■ ARTICLE:
Dans un contexte de baisse des dotations de l'Etat, un rapport de la Cour des comptes signale, ce dimanche 5 octobre, que le déficit des collectivités locales est passé de 3,7 milliards d'euros en 2012 à 9,2 milliards d'euros en 2013. En cause : l'explosion des embauches et le recours aux emprunts. Philippe Laurent, spécialiste des finances locales à l'AMF, contre-attaque et nous livre ses explications.

Les collectivités locales creuseraient-elles leur déficit à la pelleteuse ? A en croire un document confidentiel, publié par le JDD, ce dimanche 5 octobre, le déficit des collectivités locales a quasiment triplé en un an. Cet "état des finances locales rédigé pour les ministères des Finances et de l'Intérieur, chargés de la réforme territoriale", souligne, en effet, que le déficit des collectivités locales est passé de 3,7 milliards d'euros en 2012 à 9,2 milliards d'euros en 2013.

La masse salariale a augmenté de 3,1%

Les dépenses des administrations publiques locales (communes, agglomérations, départements, régions...) ont ainsi augmenté de 3,4% alors que les recettes n'ont progressé que de 1%, ajoute le document. D'après les rapporteurs, "les investissements se sont accrus, entraînant une augmentation de leur endettement".

 

Parmi les causes avancées par le rapport, qui doit être rendu public d'ici à la fin octobre : la masse salariale a augmenté de 3,1% en 2013 après avoir déjà crû de 3,5% en 2012, en raison notamment de recrutements nouveaux.

Bond des dépenses d'investissement

Les dépenses d'investissement ont quant à elles, augmenté de 8,1% en 2013. D'après l'hebdomadaire, cela correspond à "un taux jamais égalé depuis 2009". D'ailleurs, le document signale que les collectivités ont puisé dans leur épargne et ont eu recours à l'emprunt, notamment dans ce contexte de baisse des dotations de l'État. Le trou dans les caisses des finances locales (9,2 milliards d'euros en 2013) équivaut à 10% de l'ensemble des déficits publics, contre moins de 3% en 2012.

Les maires dédramatisent la situation

Interrogé par Batiactu, ce lundi 6 octobre, Philippe Laurent, vice-président de l'AMF et spécialiste des finances locales, réagit à l'interprétation faite à l'article parue dans le JDD. "De quoi s'agit-il ? C'est tout simplement un rapport de la Cour des comptes qui paraîtra fin octobre focalisant sur la situation des finances locales. Cette situation n'a évidemment rien de confidentiel ! La note de conjoncture élaborée par la Banque postale l'a mise clairement en avant dès le printemps."

■ DONNÉES FOURNIES:
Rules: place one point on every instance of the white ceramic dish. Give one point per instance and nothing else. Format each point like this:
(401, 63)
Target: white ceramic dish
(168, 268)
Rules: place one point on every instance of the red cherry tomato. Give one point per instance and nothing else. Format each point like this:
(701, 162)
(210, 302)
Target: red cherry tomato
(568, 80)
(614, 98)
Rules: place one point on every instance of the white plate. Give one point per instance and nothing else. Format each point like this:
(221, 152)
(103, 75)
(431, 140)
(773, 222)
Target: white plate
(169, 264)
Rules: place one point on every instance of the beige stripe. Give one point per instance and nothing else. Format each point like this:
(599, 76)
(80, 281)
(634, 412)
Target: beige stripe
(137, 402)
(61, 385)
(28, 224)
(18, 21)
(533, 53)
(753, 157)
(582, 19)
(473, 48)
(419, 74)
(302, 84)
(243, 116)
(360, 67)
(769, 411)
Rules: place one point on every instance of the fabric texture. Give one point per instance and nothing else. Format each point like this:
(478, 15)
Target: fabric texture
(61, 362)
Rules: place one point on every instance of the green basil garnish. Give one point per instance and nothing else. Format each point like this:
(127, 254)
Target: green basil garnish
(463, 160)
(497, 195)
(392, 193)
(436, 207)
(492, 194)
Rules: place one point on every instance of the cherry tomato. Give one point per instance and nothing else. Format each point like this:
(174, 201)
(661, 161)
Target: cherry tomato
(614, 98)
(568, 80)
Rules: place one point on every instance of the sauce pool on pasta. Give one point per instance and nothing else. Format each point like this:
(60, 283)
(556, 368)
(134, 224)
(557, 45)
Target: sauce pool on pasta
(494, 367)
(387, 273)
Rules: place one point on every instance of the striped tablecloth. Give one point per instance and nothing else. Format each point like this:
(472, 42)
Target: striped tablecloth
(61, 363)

---

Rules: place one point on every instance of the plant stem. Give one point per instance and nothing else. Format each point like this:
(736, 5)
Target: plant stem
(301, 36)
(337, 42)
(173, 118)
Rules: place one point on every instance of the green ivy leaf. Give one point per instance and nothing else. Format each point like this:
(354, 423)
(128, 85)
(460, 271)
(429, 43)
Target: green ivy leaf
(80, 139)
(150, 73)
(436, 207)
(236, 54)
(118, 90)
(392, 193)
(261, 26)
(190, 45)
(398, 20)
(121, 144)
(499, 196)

* * *

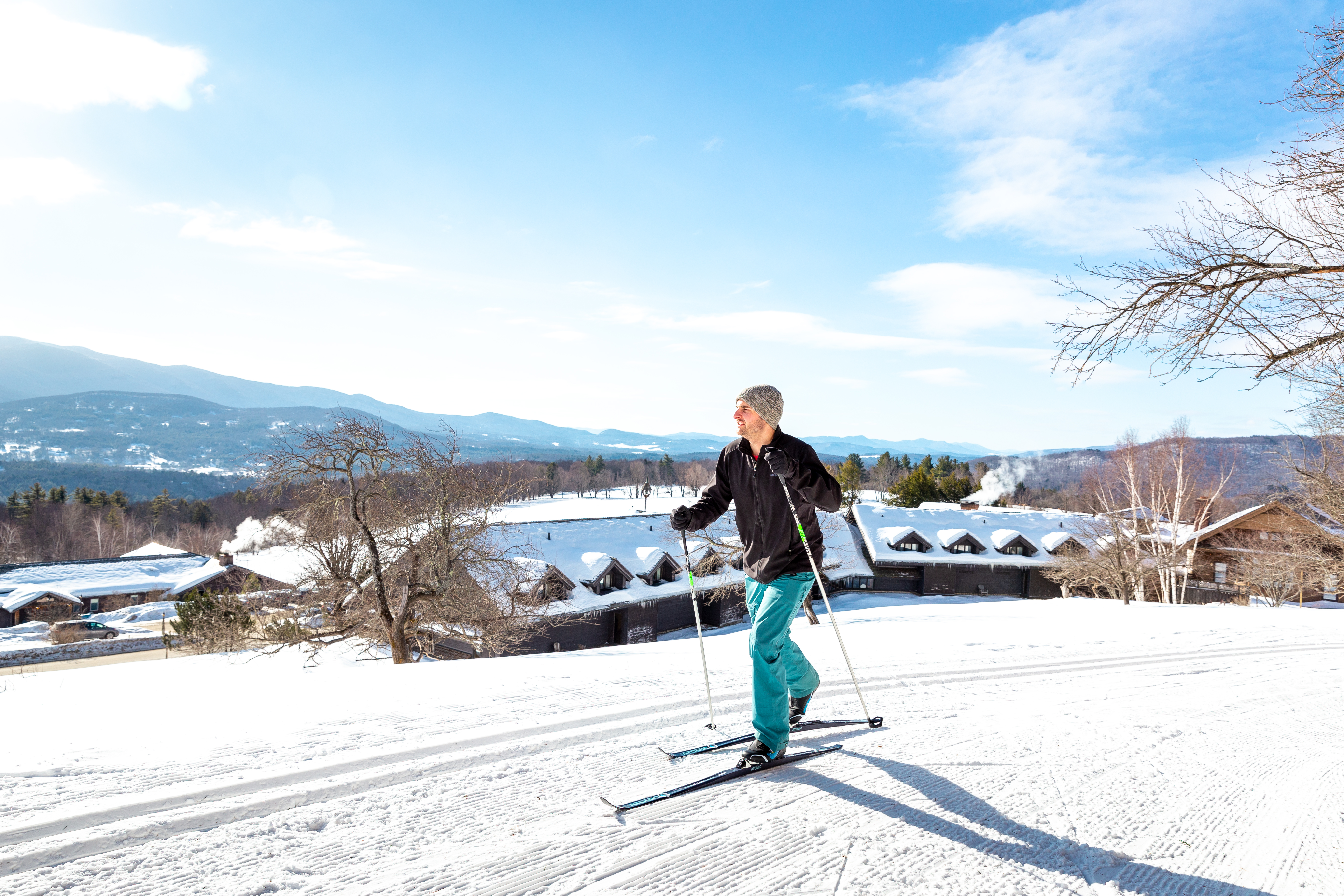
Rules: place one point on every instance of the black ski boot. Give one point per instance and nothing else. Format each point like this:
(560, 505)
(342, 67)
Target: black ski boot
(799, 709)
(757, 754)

■ CONSIGNE: Selon l'article sur les finances locales, de combien la masse salariale des collectivités locales a-t-elle augmenté en 2013 ?

■ RÉPONSE CI-DESSOUS: Elle a augmenté de 3,1%.